### DOCUMENT PASSAGE
----------------
Why community gardening is so important
Community gardening is a great way to get outdoors, enjoy wildlife, keep fit, relax and meet people. Over the past two years, more and more people have started to appreciate the value of nature on their doorstep and Keep Wales Tidy has been delighted to be able to support thousands of social housing tenants and communities to install new community nature gardens across Wales as part of the Local Places for Nature grant scheme.
We have seen first hand just how valuable community gardening can be, both for nature and communities. Volunteers have learnt new skills, seen gardens bloom and flourish and even grown their own food, which in these difficult times can be a big help. The gardens act as catalysts for all sorts of community engagement activities too, and provide a real focal point for people to come together in their neighbourhood. Participants have reported benefits to personal health and wellbeing, and the huge amount of joy, purpose and satisfaction that gardening brings.
----------------
[Saved data entries]
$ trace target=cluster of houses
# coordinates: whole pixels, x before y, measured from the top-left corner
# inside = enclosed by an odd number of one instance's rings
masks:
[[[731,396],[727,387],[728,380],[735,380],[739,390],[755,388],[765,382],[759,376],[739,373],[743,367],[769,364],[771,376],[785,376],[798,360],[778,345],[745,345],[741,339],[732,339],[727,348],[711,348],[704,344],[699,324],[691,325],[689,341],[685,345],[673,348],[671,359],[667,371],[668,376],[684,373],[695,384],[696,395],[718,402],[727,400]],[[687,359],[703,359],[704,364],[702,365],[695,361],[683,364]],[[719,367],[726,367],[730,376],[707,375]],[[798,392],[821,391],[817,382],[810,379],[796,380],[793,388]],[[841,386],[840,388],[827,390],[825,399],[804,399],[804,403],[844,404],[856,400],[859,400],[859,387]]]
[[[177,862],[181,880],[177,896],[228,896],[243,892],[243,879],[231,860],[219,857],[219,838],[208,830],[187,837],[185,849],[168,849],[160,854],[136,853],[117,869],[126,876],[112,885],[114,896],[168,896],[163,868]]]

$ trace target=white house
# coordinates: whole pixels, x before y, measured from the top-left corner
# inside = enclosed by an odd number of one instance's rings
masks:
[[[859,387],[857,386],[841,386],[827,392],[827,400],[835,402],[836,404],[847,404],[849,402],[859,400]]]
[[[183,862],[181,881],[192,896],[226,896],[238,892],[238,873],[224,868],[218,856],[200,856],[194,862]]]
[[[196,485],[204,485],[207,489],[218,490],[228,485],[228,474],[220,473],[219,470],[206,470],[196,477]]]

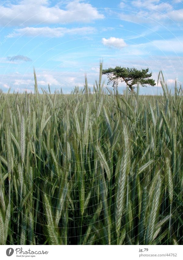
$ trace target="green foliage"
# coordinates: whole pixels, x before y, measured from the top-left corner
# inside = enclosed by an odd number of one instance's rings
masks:
[[[109,95],[101,73],[1,94],[0,243],[182,244],[183,98],[160,76],[160,96]]]
[[[143,87],[147,85],[155,86],[154,80],[150,78],[152,73],[148,73],[149,69],[142,69],[141,70],[135,68],[125,68],[117,66],[114,69],[109,68],[103,70],[103,74],[106,74],[108,79],[108,84],[113,83],[114,89],[117,87],[119,82],[124,81],[130,90],[132,91],[134,85],[140,84]]]

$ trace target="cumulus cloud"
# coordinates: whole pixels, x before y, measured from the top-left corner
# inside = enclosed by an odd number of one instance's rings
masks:
[[[95,31],[95,28],[90,27],[70,29],[64,27],[57,28],[54,26],[52,27],[48,26],[37,28],[26,27],[15,30],[12,36],[12,37],[23,36],[33,37],[40,36],[47,38],[59,37],[63,36],[66,33],[85,35],[93,33]]]
[[[109,39],[102,38],[102,42],[104,45],[106,46],[115,48],[124,48],[127,46],[123,39],[116,38],[115,37],[110,37]]]
[[[38,2],[26,0],[19,1],[17,4],[3,4],[0,6],[0,25],[87,23],[104,18],[90,4],[72,2],[66,4],[64,9],[61,9],[58,5],[51,6],[50,3],[48,0]]]
[[[23,55],[17,55],[16,56],[13,56],[12,57],[7,57],[7,59],[9,61],[14,61],[16,60],[22,60],[24,61],[32,61],[32,60],[27,56]]]

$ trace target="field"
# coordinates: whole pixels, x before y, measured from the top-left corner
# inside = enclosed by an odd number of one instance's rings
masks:
[[[34,77],[0,96],[0,244],[182,244],[181,89],[120,95],[101,70],[41,94]]]

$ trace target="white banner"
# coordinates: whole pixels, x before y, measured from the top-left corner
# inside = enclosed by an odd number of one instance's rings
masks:
[[[183,259],[182,246],[0,246],[0,259],[122,260]]]

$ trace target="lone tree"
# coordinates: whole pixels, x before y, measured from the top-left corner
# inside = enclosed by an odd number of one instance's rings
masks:
[[[149,68],[143,69],[141,70],[137,70],[135,68],[125,68],[117,66],[114,69],[109,68],[106,70],[102,70],[102,74],[106,74],[108,78],[107,85],[113,83],[114,89],[117,87],[120,81],[124,81],[129,90],[133,92],[134,89],[136,87],[134,85],[139,83],[143,87],[146,85],[155,86],[155,81],[150,78],[152,76],[152,72],[148,73]]]

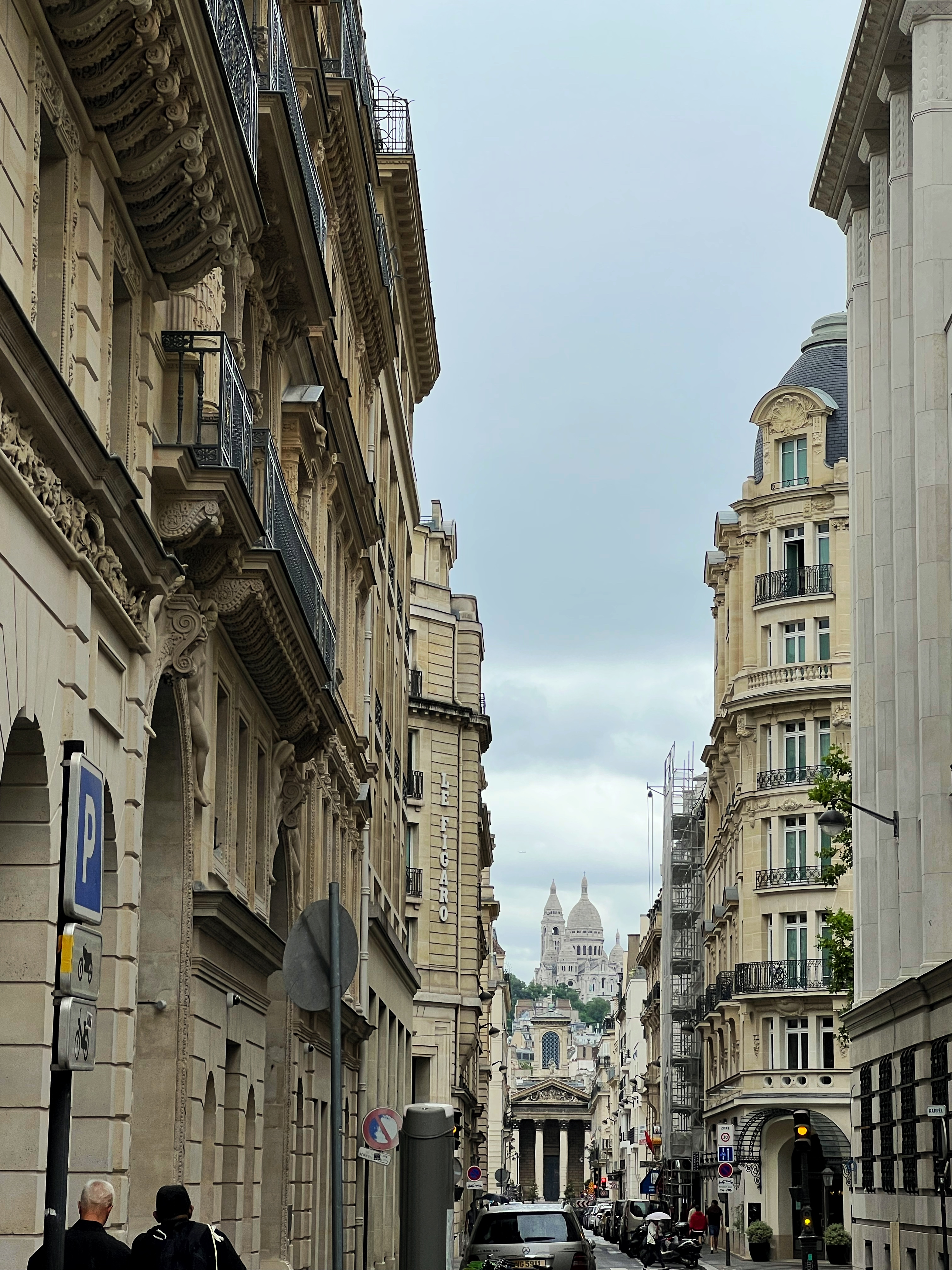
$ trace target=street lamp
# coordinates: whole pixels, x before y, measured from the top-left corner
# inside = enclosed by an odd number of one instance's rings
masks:
[[[833,1186],[833,1170],[830,1168],[829,1165],[820,1173],[820,1177],[823,1177],[823,1233],[824,1233],[824,1238],[825,1238],[826,1237],[826,1220],[828,1220],[828,1208],[829,1208],[830,1186]]]
[[[867,815],[872,815],[876,820],[882,820],[883,824],[892,826],[892,837],[899,839],[899,812],[894,812],[892,815],[882,815],[880,812],[873,812],[869,806],[861,806],[859,803],[850,803],[857,812],[866,812]],[[843,833],[847,827],[847,819],[842,812],[835,808],[828,808],[821,815],[817,815],[816,823],[821,829],[826,829],[830,837],[835,837],[838,833]]]

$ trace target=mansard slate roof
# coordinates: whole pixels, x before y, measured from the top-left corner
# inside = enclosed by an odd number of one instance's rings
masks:
[[[828,314],[814,323],[810,335],[800,345],[802,352],[777,387],[796,386],[820,389],[836,403],[826,419],[826,464],[848,458],[847,438],[847,315]],[[757,429],[754,446],[754,480],[764,476],[764,438]]]

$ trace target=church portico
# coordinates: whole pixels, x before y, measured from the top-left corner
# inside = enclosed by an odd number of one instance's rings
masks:
[[[588,1096],[564,1081],[545,1081],[513,1096],[523,1198],[559,1200],[585,1185]]]

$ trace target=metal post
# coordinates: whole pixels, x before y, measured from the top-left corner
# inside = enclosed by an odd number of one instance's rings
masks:
[[[731,1264],[731,1204],[724,1193],[724,1264]]]
[[[340,884],[327,886],[330,916],[331,1265],[344,1270],[344,1130],[340,1123]],[[364,1228],[366,1229],[366,1228]],[[364,1234],[366,1238],[366,1234]]]
[[[60,880],[57,935],[62,935],[63,866],[66,861],[66,800],[70,791],[70,758],[81,754],[81,740],[62,743],[62,804],[60,814]],[[53,1038],[56,1040],[56,1038]],[[63,1270],[66,1256],[66,1187],[70,1176],[70,1121],[72,1115],[72,1072],[50,1073],[50,1126],[46,1148],[46,1201],[43,1212],[43,1250],[47,1270]]]

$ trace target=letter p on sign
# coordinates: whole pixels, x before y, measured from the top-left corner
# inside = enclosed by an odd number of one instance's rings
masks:
[[[85,754],[67,765],[63,914],[99,926],[103,921],[103,822],[105,779]]]

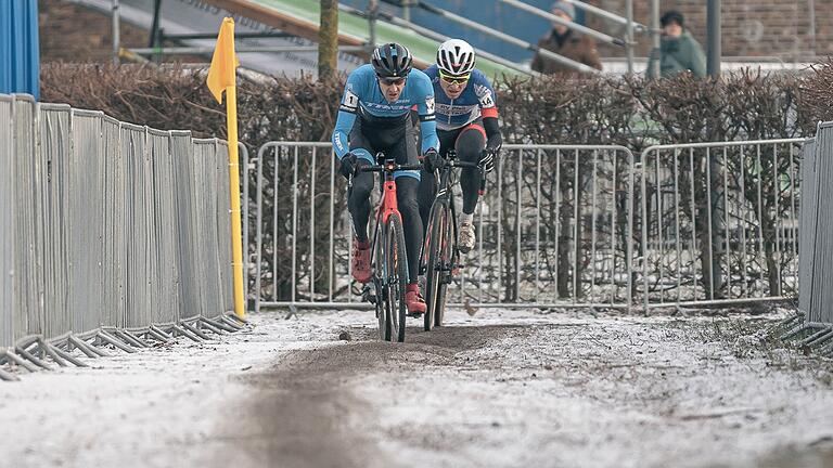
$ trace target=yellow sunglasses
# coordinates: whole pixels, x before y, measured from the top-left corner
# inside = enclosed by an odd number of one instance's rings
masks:
[[[469,81],[469,78],[471,78],[472,74],[465,74],[459,77],[446,75],[443,72],[439,73],[439,78],[449,83],[449,84],[463,84],[466,81]]]

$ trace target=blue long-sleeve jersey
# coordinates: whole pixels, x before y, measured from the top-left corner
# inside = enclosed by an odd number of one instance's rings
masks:
[[[389,103],[382,94],[373,66],[368,64],[356,68],[347,77],[342,105],[338,107],[338,118],[333,130],[333,150],[338,159],[350,151],[347,135],[350,133],[359,112],[374,117],[400,117],[410,113],[413,106],[416,106],[416,112],[420,115],[422,154],[432,148],[439,151],[437,127],[434,121],[434,87],[424,73],[418,69],[411,70],[399,99]],[[403,125],[410,123],[406,120]],[[367,151],[361,152],[358,156],[373,162],[373,157]]]

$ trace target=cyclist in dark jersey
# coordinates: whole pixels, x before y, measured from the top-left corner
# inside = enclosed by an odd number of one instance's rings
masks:
[[[498,125],[495,90],[488,78],[474,67],[474,49],[460,39],[443,42],[437,50],[437,63],[425,70],[434,84],[437,133],[440,155],[450,148],[461,160],[480,162],[487,172],[495,168],[503,142]],[[420,182],[420,216],[427,224],[434,200],[434,158],[426,158],[427,171]],[[458,246],[463,253],[474,248],[474,210],[477,207],[479,171],[464,168],[460,177],[463,191],[463,213],[460,217]]]
[[[384,152],[386,157],[395,158],[400,165],[419,164],[416,129],[410,117],[413,106],[420,117],[421,153],[431,160],[438,159],[434,88],[424,73],[412,68],[411,62],[411,53],[403,46],[380,46],[370,64],[360,66],[347,77],[333,130],[333,150],[341,160],[341,171],[345,177],[354,174],[347,207],[355,231],[353,275],[361,283],[369,282],[372,276],[368,221],[375,177],[372,172],[357,172],[357,168],[375,164],[377,152]],[[420,172],[398,171],[394,174],[408,256],[410,277],[406,303],[410,313],[425,312],[425,301],[416,283],[423,236],[416,202]]]

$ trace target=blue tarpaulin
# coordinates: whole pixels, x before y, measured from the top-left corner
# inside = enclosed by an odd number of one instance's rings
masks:
[[[38,98],[38,0],[0,0],[0,93]]]

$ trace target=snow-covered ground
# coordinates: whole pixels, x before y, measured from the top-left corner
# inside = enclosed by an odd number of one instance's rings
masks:
[[[833,466],[833,365],[779,317],[264,313],[0,384],[0,467]]]

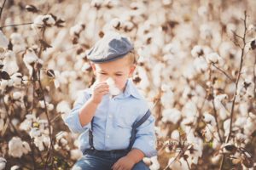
----------------
### WORK ORDER
Write the next part of the community gardening piece, carrying on after its last sentence.

### WRITTEN ANSWER
Keep Wales Tidy is delighted to be able to help communities to create new nature gardens by providing all the tools, materials, plants and equipment needed (free of charge) as well as expert staff support to install the garden. We have just launched our new programme for 2022-23 and look forward to receiving applications from more housing associations and their tenants across Wales.
Louise Tambini, Deputy Chief Executive at Keep Wales Tidy.
Case study: United Welsh
Llys Nant y Mynydd is a United Welsh Extra Care Housing Scheme (44 apartments), which was developed on the site of an old hospital in Ebbw Vale. Residents are mostly aged 50+ with varying levels of care and support needs, but there are younger tenants with physical disabilities too.
During lockdown, residents spent more time in the enclosed garden, and a small group of volunteers started maintaining it for their own wellbeing. Heading up the group is Paul who has epilepsy and Parkinson’s and is reliant on his mobility scooter. Paul helped to install a starter package, provided by Keep Wales Tidy, which led to a direct increase in residents spending time outside. Now every evening from 4.30-6pm a group gathers before dinner to have a chat.
Paul has said it has made a huge difference to the life and wellbeing of residents so they were thrilled to have been awarded a development package. Photos of the space can be seen here.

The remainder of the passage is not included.